Repeat each record below exactly, omitting whatever pictures appear in it.

[Exercise materials — start]

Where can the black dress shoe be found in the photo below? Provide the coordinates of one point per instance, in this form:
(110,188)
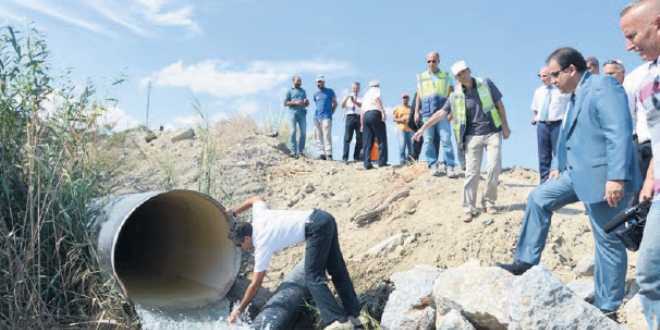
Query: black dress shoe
(610,314)
(518,267)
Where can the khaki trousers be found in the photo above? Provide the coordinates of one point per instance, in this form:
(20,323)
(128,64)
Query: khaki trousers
(323,136)
(475,145)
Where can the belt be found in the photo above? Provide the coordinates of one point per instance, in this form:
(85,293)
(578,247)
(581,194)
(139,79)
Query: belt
(550,122)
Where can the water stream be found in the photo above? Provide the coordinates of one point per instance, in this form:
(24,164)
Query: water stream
(213,316)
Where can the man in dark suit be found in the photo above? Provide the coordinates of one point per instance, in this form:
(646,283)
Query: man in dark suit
(596,164)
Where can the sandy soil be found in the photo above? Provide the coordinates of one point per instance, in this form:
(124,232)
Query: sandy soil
(254,164)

[Exercise materials — finish]

Exercise response —
Where can the black dress shoe be found in the photo below? Provide the coordinates of one point per instance, in this form:
(110,188)
Query: black dress shoe
(610,314)
(518,267)
Where can the khaki trousers be found in the photo above? Provide the coordinates of one point per instance, in this form:
(20,323)
(128,64)
Query: khaki trousers
(323,136)
(475,145)
Where can the belt be found in the photo above? Provide the coordinates of one point per instance, in this form:
(85,293)
(578,247)
(581,194)
(139,79)
Query: belt
(550,122)
Where can the water stream be found in the photo above? Provide the coordinates of one point per instance, in this form:
(24,164)
Query: water stream
(213,316)
Where can the man in dark suit be found in the photo above? Provide the coordinates of one point per instance, in this form:
(646,283)
Query: man in dark suit
(596,164)
Where can the sandy soil be found in the photo above? Provide the coordinates of one point per instance, in this form:
(124,232)
Query: sandy soil
(254,164)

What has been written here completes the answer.